WHAT TO WORK ON:
How much did the National Gallery of Australia pay for the painting in 1995, according to the article on Golden Summer, Eaglemont?

SUPPLIED TEXT:
▬▬▬▬▬▬▬▬▬▬

Golden Summer, Eaglemont is an 1889 landscape painting by Australian artist Arthur Streeton. Painted en plein air at the height of a summer drought, it is an idyllic depiction of sunlit, undulating plains that stretch from Streeton's Eaglemont "artists' camp" to the distant blue Dandenong Ranges, outside Melbourne. Naturalistic yet poetic, and a conscious effort by the 21-year-old Streeton to create his grandest work yet, it is a prime example of the artist's distinctive, high-keyed blue and gold palette, what he considered "nature's scheme of colour in Australia".

The National Gallery of Australia acquired the painting in 1995 for $3.5 million, then a record price for an Australian painting. It remains one of Streeton's most famous works and is considered a masterpiece of Australian Impressionism.

Background

Streeton painted the work en plein air in January 1889 at his Eaglemont "artists' camp", located in the then-rural suburb of Heidelberg on Melbourne's outskirts. He passed through the area in late 1888 in search of the site depicted in one of his favourite paintings, Louis Buvelot's Summer Afternoon, Templestowe (1866). On his return journey, he met Charles Davis—brother-in-law of painter and friend David Davies—who granted him "artistic possession" of an old weatherboard homestead atop Mount Eagle. Streeton occupied the homestead over the next eighteen months; fellow plein airists Charles Conder and Tom Roberts joined him for extended periods, and less frequently other artists, notably Walter Withers.

Streeton described the location in a letter to Roberts, calling it "our hill of gold":

The title may have been inspired by young plein airist Leon Pole, one of the earliest members of the camp. In a letter to Roberts, Conder wrote affectionately of Pole, but said that he "sometimes drinks a little too much 'Golden Summer', as he calls wine". Years later, Streeton recalled painting Golden Summer as he, Conder, and plein airist John Ford Paterson shared cheese and a bottle of claret. John Sandes, a journalist who often visited the Eaglemont camp, wrote in 1927:

The painting is noted for its thick application of paint, and one evening in the Eaglemont homestead, Streeton approached the canvas with a knife in order to scrape away some of the layers. Roberts convinced him to "leave it alone", for which Streeton was later thankful.

Exhibition and reception

Table Talk reported in May 1889 that Golden Summer, Eaglemont "abundantly testifies to [Streeton's] perfect sense of colour ... He paints summer effects as if he loved the country." When the painting appeared at the Victorian Artists Society's 1889 winter show, leading critic James Smith, while opposed to what he called "the impressionist fad", said Golden Summer "is the best example of this class of work in the exhibition."

In April 1890, Arthur and Emma Minnie Boyd of the Boyd artistic dynasty took Golden Summer, Eaglemont to London, where, the following year as Golden Summer, Australia, it hung on the line at the Royal Academy, and in so doing became the first painting by an Australian-born artist to be exhibited there. In 1892, it appeared at the Paris Salon, initially receiving an honorable mention, and then a gold medal during a second appearance. One critic noted the popularity of Golden Summer with "the crowds that throng the Salon", saying that it was "simply impossible" to pass by the painting "as it is utterly different from any other picture in the vast collection". Likewise, Australian artist John Longstaff, then based in Paris, said the painting "created quite a sensation and stood out in oneness and quality all through everything else on the walls."

▬▬▬▬▬▬▬▬▬▬

DATA LINES:
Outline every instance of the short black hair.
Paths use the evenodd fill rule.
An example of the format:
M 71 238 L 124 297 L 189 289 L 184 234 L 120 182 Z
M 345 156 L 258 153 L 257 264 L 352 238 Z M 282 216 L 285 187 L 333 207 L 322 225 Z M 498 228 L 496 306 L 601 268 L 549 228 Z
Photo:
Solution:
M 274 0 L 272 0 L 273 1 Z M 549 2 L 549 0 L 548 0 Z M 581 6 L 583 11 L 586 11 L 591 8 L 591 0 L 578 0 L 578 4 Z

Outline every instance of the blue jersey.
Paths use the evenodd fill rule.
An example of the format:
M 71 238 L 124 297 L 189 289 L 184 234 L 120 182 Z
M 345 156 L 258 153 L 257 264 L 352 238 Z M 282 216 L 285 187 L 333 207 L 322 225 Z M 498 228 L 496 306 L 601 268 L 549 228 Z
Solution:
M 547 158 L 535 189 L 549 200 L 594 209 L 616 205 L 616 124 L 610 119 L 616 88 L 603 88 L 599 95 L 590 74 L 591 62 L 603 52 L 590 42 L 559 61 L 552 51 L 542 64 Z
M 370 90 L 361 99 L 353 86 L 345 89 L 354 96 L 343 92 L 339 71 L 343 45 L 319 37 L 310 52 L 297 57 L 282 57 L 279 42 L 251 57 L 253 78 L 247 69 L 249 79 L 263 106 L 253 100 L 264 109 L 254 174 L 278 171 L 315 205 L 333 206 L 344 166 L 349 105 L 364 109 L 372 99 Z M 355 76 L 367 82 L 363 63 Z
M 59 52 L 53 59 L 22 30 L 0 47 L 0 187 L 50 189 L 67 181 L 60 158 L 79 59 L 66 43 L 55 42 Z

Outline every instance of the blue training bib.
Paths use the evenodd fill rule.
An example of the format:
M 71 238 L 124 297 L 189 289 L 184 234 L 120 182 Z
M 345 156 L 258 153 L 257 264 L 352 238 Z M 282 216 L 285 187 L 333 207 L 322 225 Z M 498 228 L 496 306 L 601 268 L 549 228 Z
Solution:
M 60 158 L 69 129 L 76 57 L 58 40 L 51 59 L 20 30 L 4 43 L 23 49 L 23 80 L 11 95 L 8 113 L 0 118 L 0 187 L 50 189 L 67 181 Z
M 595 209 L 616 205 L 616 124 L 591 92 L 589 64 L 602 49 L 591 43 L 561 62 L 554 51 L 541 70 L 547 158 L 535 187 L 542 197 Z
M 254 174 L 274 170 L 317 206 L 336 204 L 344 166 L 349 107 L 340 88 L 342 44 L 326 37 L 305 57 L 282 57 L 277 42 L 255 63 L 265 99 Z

▬▬▬▬▬▬▬▬▬▬

REPLY TO THE EXERCISE:
$3.5 million